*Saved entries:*
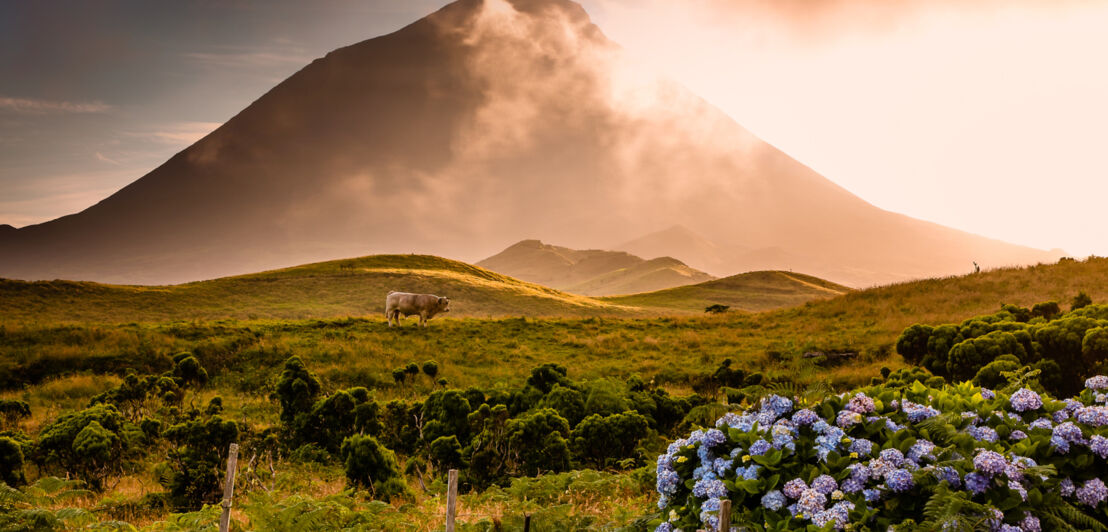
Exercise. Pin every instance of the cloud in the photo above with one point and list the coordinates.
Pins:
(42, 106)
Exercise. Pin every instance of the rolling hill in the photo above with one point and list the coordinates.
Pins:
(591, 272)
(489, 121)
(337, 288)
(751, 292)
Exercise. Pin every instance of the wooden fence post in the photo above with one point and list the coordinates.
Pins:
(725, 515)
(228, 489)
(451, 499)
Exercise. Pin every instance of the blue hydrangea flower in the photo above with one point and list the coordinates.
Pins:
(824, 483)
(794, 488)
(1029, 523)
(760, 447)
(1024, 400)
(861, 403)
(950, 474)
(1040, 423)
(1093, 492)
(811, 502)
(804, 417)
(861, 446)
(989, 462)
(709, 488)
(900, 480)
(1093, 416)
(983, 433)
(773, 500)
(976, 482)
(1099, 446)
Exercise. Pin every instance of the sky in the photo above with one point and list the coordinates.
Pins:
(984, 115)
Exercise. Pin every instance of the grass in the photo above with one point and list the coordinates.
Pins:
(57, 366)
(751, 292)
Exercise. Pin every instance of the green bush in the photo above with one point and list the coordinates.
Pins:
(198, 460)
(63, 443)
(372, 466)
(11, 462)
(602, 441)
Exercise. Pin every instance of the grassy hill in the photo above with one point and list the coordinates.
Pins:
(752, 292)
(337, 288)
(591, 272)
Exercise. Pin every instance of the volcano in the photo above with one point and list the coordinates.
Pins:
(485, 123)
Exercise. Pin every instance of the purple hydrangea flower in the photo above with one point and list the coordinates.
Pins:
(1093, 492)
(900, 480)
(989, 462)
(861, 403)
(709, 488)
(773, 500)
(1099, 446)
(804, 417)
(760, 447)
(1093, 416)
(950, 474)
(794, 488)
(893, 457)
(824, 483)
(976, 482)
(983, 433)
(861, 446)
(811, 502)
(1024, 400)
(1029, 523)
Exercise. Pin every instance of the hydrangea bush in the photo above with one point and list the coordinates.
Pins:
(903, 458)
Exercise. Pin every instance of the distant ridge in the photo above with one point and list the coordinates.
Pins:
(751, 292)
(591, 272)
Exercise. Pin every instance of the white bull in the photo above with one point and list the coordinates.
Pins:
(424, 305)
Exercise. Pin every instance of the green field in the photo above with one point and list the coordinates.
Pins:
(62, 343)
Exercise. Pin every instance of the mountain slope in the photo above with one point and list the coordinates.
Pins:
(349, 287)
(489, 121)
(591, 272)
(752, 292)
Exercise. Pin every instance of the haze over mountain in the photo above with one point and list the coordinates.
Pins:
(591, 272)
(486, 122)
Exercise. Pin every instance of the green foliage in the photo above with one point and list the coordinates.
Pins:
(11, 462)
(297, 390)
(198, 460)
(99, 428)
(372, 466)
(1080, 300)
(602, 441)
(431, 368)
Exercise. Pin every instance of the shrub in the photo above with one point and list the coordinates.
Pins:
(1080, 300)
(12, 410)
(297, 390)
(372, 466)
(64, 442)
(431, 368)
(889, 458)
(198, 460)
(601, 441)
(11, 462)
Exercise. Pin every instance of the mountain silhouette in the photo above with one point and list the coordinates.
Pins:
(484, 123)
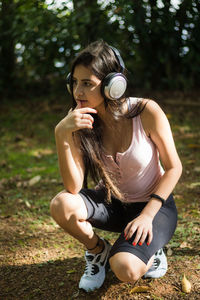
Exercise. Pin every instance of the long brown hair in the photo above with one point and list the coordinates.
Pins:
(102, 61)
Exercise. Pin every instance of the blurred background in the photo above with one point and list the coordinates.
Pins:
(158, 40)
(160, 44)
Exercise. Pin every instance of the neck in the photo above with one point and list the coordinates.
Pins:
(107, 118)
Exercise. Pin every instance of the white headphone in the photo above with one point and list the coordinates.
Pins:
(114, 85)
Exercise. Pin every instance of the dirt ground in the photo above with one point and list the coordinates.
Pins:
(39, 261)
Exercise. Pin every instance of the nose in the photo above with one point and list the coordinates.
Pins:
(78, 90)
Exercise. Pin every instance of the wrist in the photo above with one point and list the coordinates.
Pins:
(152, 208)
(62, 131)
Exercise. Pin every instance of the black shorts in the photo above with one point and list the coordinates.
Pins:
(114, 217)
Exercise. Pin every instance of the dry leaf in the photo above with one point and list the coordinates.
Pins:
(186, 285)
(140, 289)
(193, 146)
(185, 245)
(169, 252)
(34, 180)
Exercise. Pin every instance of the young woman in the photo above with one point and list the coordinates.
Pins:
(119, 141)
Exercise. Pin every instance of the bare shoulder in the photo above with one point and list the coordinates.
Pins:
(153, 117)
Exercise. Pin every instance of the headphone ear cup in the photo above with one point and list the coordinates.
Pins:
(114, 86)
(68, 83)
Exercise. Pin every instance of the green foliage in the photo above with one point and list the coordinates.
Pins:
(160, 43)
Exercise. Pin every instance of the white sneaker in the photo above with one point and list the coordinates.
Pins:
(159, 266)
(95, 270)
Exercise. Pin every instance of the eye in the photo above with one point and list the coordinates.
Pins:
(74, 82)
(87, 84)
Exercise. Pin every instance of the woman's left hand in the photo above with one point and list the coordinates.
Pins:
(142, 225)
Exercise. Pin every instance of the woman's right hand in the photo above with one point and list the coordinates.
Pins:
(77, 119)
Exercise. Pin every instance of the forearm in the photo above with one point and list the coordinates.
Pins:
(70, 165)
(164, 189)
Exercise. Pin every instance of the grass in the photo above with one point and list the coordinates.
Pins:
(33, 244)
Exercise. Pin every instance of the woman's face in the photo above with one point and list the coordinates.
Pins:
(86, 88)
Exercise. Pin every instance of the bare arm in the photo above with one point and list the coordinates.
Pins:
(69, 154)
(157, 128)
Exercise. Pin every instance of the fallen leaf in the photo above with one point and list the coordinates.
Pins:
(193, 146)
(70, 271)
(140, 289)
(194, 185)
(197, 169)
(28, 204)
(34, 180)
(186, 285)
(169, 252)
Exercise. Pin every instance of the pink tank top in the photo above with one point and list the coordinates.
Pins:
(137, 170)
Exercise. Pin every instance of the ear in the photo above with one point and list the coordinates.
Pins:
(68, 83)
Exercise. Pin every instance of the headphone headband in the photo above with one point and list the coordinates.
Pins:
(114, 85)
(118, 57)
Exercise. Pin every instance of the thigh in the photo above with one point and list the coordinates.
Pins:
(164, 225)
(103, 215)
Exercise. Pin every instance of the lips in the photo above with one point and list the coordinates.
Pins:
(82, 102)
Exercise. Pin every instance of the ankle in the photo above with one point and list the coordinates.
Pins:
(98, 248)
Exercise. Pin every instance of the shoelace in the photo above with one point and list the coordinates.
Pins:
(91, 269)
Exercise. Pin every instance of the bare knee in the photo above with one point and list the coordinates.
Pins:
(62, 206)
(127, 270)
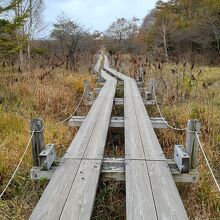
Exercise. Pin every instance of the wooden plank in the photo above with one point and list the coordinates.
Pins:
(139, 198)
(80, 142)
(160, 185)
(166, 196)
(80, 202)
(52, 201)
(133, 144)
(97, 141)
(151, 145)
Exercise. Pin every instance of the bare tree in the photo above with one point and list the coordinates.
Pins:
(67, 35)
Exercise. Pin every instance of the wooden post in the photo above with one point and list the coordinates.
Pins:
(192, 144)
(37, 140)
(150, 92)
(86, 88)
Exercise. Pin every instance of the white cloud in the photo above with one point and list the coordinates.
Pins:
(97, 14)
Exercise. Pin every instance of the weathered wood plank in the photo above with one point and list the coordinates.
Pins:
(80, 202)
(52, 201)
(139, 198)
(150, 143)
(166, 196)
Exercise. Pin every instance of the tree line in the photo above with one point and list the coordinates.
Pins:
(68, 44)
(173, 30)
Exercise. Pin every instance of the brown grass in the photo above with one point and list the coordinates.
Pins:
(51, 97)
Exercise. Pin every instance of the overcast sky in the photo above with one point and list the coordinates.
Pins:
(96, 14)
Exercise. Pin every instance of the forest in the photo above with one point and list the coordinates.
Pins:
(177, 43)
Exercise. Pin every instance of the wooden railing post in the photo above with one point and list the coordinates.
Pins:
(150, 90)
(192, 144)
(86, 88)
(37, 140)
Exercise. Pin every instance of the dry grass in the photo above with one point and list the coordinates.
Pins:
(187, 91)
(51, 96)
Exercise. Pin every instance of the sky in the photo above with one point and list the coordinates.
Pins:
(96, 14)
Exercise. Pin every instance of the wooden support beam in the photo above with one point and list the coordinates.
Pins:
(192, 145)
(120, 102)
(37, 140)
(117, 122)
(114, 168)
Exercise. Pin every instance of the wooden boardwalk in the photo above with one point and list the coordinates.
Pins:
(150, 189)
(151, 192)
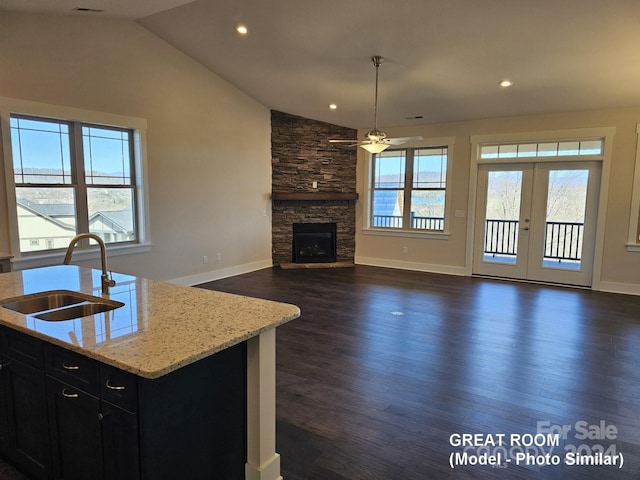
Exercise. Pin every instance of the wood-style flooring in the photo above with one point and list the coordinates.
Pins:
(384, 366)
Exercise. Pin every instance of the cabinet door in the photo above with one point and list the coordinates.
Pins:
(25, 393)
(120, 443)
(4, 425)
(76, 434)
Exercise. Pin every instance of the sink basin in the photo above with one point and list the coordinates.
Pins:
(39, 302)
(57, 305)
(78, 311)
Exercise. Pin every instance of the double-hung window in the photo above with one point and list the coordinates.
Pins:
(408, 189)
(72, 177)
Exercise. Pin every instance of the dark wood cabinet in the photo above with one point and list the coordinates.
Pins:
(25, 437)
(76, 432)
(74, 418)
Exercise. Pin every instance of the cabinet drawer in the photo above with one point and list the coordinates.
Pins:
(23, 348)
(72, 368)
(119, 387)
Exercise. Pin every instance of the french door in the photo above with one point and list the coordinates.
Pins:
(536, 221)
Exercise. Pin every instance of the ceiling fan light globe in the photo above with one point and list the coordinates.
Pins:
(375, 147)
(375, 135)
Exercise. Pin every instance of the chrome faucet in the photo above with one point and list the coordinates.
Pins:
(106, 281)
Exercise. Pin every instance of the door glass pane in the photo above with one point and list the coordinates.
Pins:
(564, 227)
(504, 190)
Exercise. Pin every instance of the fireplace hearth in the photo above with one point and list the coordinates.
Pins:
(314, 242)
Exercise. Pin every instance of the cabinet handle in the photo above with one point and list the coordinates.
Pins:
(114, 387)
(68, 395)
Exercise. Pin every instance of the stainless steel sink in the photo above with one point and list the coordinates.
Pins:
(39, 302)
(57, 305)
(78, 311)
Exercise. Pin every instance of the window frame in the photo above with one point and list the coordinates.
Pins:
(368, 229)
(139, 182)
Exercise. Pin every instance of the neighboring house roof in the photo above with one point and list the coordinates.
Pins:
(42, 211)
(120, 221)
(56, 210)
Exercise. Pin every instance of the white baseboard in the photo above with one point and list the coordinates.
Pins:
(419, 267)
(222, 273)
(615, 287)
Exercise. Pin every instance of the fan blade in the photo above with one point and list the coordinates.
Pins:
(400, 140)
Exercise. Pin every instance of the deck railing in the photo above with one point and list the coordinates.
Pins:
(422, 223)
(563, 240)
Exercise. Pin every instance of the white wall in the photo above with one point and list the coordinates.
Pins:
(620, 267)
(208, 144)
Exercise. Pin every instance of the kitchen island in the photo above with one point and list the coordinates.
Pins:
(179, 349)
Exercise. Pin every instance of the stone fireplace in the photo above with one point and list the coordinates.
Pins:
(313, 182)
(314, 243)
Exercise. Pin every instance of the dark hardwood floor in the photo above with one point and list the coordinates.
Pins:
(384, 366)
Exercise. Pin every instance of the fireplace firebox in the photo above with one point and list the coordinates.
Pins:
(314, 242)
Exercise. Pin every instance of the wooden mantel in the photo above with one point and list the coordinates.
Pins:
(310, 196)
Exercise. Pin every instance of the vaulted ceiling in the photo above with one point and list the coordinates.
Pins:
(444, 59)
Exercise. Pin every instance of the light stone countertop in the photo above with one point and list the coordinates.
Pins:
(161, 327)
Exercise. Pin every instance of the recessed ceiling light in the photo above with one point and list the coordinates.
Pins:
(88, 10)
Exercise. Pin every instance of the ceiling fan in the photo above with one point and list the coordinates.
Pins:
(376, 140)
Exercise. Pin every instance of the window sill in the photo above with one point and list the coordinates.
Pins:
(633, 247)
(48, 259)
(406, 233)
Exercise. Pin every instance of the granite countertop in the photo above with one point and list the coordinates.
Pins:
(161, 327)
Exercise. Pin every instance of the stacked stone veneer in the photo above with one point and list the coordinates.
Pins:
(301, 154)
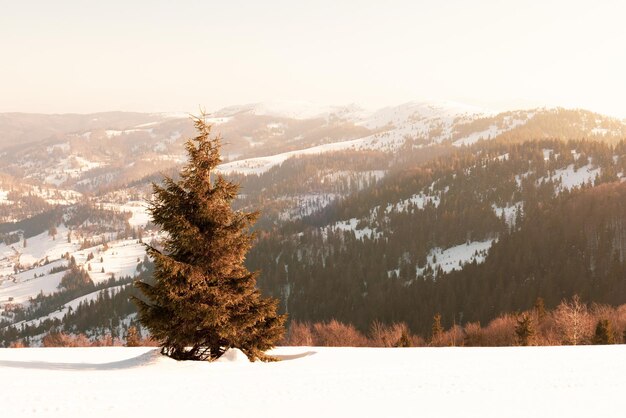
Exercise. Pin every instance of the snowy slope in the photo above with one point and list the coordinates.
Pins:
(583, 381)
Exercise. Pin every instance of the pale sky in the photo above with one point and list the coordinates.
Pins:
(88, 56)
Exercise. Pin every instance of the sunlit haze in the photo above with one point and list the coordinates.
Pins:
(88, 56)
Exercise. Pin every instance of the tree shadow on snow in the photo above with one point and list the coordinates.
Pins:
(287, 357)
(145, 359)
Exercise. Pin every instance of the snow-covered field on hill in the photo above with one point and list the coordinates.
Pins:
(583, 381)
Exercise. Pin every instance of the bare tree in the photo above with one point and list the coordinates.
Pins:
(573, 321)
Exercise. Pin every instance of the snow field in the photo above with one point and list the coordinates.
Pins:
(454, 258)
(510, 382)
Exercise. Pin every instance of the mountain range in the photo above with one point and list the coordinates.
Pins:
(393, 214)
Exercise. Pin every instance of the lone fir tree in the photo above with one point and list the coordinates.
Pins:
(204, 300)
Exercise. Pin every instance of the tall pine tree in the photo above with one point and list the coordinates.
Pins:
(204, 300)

*Prompt:*
Would you please repeat exactly the lines above, starting at the line with "Exercise. Pin every instance of the wooden railing" and stopping at the line with "Exercise. Pin every instance of the wooden support", both included?

*Output of the exercise:*
Exercise. Pin every instance of the wooden railing post in the photo above with one point and list the coordinates.
Pins:
(150, 90)
(192, 144)
(86, 88)
(37, 140)
Exercise. Pin every instance of the dry grass in the photo above with one point and list the coordinates.
Pins:
(187, 91)
(51, 96)
Exercise. Pin every instance of the sky in the photo above with one point and list the coordinates.
Pins:
(96, 14)
Exercise. Pin every instance of the wooden support beam in the photo above with one point and list the coordinates.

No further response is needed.